Tasks for this exercise
1 - In the article on offers to compromise, which judge dealt with the issue of costs?
2 - Return the passage of the offers-to-compromise article from "In Kismet International" up to and including "relating to costs.".
3 - Resume the article on offers to compromise, starting after its final sentence.

-- START OF Document --

Offers to Compromise: an exercise in discretion

By Lawyer Rob Clark

Regular Scintilla readers may remember John Kismet Jashar, his company Kismet International Pty Ltd, Mr McMahon and those piles of guano. In short, the court had found that while Mr McMahon had infringed the registered trade marks of Mr Jashar in selling his guano, Mr Jashar had been unable to prove that the sales of Mr McMahon's guano occurred because of this infringing use. The upshot was that Mr Jashar was entitled to a mere $5000 for reputational damage, substantially less than the damages he sought.

In Kismet International Pty Ltd v Guano Fertiliser Sales Pty Ltd (No 2) [2013] FCA 705, Justice Murphy dealt with the issue of costs. We focus here on one aspect – Offers to Compromise.

Under Rule 25.14(1) of the Federal Court Rules, a respondent can make an offer to the applicant to settle the proceeding. If the applicant rejects the offer and obtains a judgment less favourable than the terms of the offer, it is not entitled to costs from the second day after the offer was served and it must pay the respondent's costs on an indemnity basis from that time. However, as is clear from Kismet (No 2), orders pursuant to this rule are discretionary, like all orders relating to costs.

-- END OF Document --
-- START OF Entries supplied --

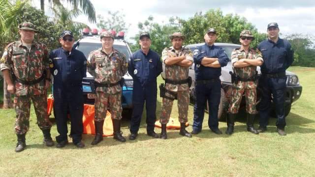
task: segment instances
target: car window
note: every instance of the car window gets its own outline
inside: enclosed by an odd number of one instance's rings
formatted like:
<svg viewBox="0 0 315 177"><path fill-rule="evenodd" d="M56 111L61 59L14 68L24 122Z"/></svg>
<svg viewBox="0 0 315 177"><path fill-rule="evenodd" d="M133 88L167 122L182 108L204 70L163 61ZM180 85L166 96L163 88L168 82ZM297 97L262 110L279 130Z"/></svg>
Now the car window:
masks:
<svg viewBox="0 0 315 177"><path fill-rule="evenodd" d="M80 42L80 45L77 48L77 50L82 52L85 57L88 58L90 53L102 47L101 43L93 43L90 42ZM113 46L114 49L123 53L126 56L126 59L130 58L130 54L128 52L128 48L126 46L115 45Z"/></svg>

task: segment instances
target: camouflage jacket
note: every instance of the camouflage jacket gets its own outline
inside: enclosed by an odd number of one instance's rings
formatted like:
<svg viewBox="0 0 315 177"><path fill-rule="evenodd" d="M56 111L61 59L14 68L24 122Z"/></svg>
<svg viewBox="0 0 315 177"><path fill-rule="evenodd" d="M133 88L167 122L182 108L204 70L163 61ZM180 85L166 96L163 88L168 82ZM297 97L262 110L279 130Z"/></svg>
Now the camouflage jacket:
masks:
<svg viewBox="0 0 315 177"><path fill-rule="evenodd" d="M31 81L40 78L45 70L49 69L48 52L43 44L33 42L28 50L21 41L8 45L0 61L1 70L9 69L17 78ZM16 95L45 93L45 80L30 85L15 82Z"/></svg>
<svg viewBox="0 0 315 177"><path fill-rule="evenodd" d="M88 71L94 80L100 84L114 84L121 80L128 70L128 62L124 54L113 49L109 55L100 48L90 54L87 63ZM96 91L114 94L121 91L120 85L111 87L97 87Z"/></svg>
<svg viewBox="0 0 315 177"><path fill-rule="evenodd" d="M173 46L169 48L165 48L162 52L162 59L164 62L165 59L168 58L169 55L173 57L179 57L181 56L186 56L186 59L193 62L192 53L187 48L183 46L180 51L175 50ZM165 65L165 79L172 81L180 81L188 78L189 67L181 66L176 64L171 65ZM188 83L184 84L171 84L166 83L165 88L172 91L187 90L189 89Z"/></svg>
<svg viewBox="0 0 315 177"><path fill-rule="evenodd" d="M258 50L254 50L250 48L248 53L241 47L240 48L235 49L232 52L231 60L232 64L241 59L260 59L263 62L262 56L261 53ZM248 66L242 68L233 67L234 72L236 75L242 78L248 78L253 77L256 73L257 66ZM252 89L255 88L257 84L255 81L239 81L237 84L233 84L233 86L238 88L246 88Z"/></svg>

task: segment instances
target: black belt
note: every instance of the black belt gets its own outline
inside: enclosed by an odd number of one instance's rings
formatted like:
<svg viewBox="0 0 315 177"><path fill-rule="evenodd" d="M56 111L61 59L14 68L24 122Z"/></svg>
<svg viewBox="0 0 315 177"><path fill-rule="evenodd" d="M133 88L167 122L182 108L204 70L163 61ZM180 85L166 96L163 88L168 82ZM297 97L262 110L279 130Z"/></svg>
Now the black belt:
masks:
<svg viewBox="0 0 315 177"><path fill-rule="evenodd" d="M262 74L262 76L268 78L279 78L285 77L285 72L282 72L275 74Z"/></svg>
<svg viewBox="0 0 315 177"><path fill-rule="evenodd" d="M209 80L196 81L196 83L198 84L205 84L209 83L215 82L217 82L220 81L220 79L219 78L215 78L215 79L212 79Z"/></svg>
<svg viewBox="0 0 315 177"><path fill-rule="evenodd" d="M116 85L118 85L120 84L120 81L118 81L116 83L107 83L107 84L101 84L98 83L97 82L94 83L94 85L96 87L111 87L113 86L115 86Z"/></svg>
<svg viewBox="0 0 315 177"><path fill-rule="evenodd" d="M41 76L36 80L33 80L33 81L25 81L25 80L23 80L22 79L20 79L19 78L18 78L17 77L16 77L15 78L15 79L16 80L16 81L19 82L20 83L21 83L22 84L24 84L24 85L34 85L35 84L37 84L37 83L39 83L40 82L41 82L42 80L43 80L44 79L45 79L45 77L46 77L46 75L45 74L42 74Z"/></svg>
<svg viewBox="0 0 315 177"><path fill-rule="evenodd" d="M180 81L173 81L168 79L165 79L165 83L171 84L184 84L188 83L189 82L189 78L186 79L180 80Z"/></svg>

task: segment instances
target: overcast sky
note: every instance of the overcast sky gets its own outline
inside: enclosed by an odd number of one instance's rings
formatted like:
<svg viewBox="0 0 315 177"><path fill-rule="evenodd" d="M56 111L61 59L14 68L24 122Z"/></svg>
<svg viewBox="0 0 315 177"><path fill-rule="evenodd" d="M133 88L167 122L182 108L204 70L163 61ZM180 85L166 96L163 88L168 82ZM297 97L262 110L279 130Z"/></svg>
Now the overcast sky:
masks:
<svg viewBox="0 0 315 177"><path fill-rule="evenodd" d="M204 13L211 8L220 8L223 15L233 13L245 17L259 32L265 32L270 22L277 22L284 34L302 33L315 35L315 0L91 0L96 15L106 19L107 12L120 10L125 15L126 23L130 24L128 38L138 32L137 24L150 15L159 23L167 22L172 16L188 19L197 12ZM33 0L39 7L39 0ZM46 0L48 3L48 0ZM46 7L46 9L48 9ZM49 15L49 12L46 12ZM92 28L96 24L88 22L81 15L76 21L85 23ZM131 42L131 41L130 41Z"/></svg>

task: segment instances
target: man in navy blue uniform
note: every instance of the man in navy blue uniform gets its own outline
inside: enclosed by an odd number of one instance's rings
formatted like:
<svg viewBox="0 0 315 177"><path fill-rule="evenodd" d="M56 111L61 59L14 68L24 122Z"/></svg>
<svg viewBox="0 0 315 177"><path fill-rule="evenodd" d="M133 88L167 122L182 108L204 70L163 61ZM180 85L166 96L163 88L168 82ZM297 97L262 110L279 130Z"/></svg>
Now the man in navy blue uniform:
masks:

-- END OF Entries supplied --

Expected answers
1 - Justice Murphy

2 -
In Kismet International Pty Ltd v Guano Fertiliser Sales Pty Ltd (No 2) [2013] FCA 705, Justice Murphy dealt with the issue of costs. We focus here on one aspect – Offers to Compromise.

Under Rule 25.14(1) of the Federal Court Rules, a respondent can make an offer to the applicant to settle the proceeding. If the applicant rejects the offer and obtains a judgment less favourable than the terms of the offer, it is not entitled to costs from the second day after the offer was served and it must pay the respondent's costs on an indemnity basis from that time. However, as is clear from Kismet (No 2), orders pursuant to this rule are discretionary, like all orders relating to costs.

3 -
There was one Offer to Compromise made by the respondents in the proceedings, and two made by the applicants. The relevant offer was made on 22 December 2011, pursuant to which the respondents offered to settle the proceedings on the basis of a net payment of $20,000 plus costs. As noted above, the applicants were only awarded $5000 in damages. So, the judgment was less favourable than the respondents' offer. Therefore, on the face of Rule 25.14, the respondents were entitled to their costs on an indemnity basis from the second day after the offer was served. However, Justice Murphy found that the respondents were not entitled to indemnity costs until 13 June 2012, some six months after the time when the offer was made.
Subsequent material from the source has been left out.